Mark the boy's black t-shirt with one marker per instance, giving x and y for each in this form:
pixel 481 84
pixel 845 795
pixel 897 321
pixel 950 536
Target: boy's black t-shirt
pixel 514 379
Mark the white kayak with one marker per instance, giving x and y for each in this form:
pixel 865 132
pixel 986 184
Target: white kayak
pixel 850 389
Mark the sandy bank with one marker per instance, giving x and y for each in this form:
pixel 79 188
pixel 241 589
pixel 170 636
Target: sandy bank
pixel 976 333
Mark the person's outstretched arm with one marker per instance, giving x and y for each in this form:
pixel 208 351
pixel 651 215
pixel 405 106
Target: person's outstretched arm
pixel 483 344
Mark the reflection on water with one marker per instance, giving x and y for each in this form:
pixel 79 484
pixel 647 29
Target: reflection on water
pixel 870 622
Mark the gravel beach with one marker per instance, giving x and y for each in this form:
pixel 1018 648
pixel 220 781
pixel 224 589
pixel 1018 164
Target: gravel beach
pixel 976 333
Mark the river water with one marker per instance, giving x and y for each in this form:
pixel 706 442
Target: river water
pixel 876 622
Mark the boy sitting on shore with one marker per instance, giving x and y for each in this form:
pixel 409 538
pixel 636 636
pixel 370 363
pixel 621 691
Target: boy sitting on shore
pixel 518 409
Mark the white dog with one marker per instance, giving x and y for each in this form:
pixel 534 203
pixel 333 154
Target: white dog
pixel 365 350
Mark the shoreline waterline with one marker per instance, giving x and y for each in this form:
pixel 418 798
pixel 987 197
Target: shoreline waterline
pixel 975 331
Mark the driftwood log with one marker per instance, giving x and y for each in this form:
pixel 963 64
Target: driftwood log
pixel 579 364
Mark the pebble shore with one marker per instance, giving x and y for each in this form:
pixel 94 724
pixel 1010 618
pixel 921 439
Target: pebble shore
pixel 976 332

- WRITTEN EXERCISE: Rewrite the entire listing above, replacing each occurrence of "marker" with "point" and leaving everything else unchanged.

- THE OUTPUT:
Mark the boy's black t-shirt with one point per instance, giving x and y for each in this form:
pixel 481 84
pixel 845 795
pixel 897 321
pixel 950 536
Target: boy's black t-shirt
pixel 514 379
Mark the white kayak with one point per instance, giving x and y for each in this form:
pixel 865 132
pixel 986 184
Target: white kayak
pixel 850 389
Mark the sandy bank with one point per instance, giving x and y for each in this form:
pixel 79 188
pixel 241 589
pixel 170 636
Target: sandy bank
pixel 976 333
Mark the person's outstretched arm with one point per instance, giving x and y for each in this form:
pixel 208 351
pixel 651 215
pixel 405 106
Target: person's outstretched arm
pixel 483 344
Mark the reflection on water with one point per instance, giving x and y for each in this form:
pixel 79 484
pixel 647 29
Target: reflection on water
pixel 870 622
Mark the gravel beach with one point per instance, giving x and y for each in this form:
pixel 1018 648
pixel 220 781
pixel 224 589
pixel 1018 164
Target: gravel beach
pixel 976 333
Mark the river water with one point per instance, giving x and y for each in this form:
pixel 706 442
Target: river water
pixel 876 622
Mark the boy sitting on shore with one point per instance, giving x and y for each in this form:
pixel 409 538
pixel 636 636
pixel 370 363
pixel 621 691
Target: boy sitting on shore
pixel 518 409
Mark the white dog with one point per instance, giving x and y for each in this form:
pixel 534 203
pixel 333 154
Target: white dog
pixel 365 350
Mark the shoreline waterline with one point per instance, giving x and y for each in this form:
pixel 418 798
pixel 987 197
Target: shoreline waterline
pixel 975 331
Mark the driftwood log with one point per instance, giving x and y for each in this form:
pixel 963 64
Target: driftwood log
pixel 579 364
Mark the pebble shore with one point per instance, giving x and y for each in this form:
pixel 94 724
pixel 1010 618
pixel 921 439
Target: pebble shore
pixel 976 332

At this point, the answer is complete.